Document passage:
————

# Value 2001 Burton Seven 162?



## Leo (Nov 24, 2009)

I'll give you $1 for it. Eh, I'll give you $2.00.


----------



## vote4pedro (Dec 28, 2009)

you might be able to get $30-$40 or so on craigslist. it would be easier to sell to a beginner if you have some old bindings you can trow on it.


----------



## Leo (Nov 24, 2009)

vote4pedro said:


> you might be able to get $30-$40 or so on craigslist. it would be easier to sell to a beginner if you have some old bindings you can trow on it *because they are suckers*.


I corrected your post to reveal the actual meaning behind it :laugh::laugh::laugh:

In all honesty though, your board is not worth anything. 2001 is considered ancient in the snowboard world. You can make a nice bench out of it though. That's what I would do


----------



## NinjaSteez (Jul 22, 2010)

Leo said:


> I corrected your post to reveal the actual meaning behind it :laugh::laugh::laugh:
> 
> In all honesty though, your board is not worth anything. 2001 is considered ancient in the snowboard world. You can make a nice bench out of it though. That's what I would do


Ha yeah actually make it into a bench and then sell it. I bet you'd get twice the value yo!


----------



## BurtonAvenger (Aug 14, 2007)

It's worth as much as someone wants to pay for it.


----------



## Leo (Nov 24, 2009)

NinjaSteez said:


> Ha yeah actually make it into a bench and then sell it. I bet you'd get twice the value yo!


Now that is a great idea. Very true, you'd probably make a decent sum actually if you sold it as a bench.


----------



## vote4pedro (Dec 28, 2009)

Leo said:


> I corrected your post to reveal the actual meaning behind it :laugh::laugh::laugh:
> 
> In all honesty though, your board is not worth anything. 2001 is considered ancient in the snowboard world. You can make a nice bench out of it though. That's what I would do


that's basically what i meant. i'd imagine the craigslist post would look something like this...

like new burton snowboard. 

save money on rentals with this burton snowboard. great for beginners. for only $40, it pays for itself one day on the snow. will also consider trades. firearms, alcohol, fighting dogs, etc.


----------



## vote4pedro (Dec 28, 2009)

————

Information supplied:
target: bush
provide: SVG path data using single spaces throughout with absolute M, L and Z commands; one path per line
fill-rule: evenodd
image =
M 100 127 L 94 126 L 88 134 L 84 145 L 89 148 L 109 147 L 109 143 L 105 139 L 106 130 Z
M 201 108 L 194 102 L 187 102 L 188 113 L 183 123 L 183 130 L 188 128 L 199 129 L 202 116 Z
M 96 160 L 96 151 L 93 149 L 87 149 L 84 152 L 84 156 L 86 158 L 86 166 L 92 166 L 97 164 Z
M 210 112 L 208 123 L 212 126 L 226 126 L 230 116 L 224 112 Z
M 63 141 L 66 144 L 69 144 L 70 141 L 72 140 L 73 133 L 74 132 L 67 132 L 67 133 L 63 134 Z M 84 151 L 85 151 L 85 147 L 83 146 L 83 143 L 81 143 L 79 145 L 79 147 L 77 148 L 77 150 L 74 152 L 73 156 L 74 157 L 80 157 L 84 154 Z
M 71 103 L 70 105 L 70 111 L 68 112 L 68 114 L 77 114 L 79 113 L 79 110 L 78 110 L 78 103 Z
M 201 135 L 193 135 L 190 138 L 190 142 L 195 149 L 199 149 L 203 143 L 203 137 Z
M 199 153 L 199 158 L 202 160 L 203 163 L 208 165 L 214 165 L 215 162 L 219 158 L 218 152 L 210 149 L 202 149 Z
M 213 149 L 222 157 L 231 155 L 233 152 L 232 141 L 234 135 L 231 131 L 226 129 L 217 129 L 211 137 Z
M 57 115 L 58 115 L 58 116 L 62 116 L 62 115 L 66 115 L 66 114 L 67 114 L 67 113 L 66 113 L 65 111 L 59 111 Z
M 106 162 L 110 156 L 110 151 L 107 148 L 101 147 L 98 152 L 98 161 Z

————

Task set:
(a) In the snowboard value thread, recast the paragraph that begins "In all honesty though" as a brief bulleted list that keeps its main points.
(b) Carry on the snowboard value thread from its final line.

Responses in order:
(a)
- The board is worth nothing.
- A 2001 board counts as ancient in the snowboard world.
- It would make a nice bench, and that's what the poster would do with it.

(b)
NinjaSteez said:


> Ha yeah actually make it into a bench and then sell it. I bet you'd get twice the value yo!


reminds me of these guys. a friend bought a couple stools from them. they're pretty badass.

deckstool recycled skateboard furniture broken skateboard stool design excellent skateboarder gift


----------



## NinjaSteez (Jul 22, 2010)

Whoa, damn those are some steezy lookin stools. Yeah see remonvv, those guys are selling those things for like $200. And considering a skate deck costs $40 bucks at most. These guys have to be making some profit.


----------



## vote4pedro (Dec 28, 2009)

NinjaSteez said:


> Whoa, damn those are some steezy lookin stools. Yeah see remonvv, those guys are selling those things for like $200. And considering a skate deck costs $40 bucks at most. These guys have to be making some profit.


It looks like it takes 5 decks. 4 for the legs, 1 for the seat. But they make them out of broken decks mostly, so they probably get them cheap. Most of the $200 probably goes into labor. I'm guessing it probably takes at least half a day to make one.


----------



## NinjaSteez (Jul 22, 2010)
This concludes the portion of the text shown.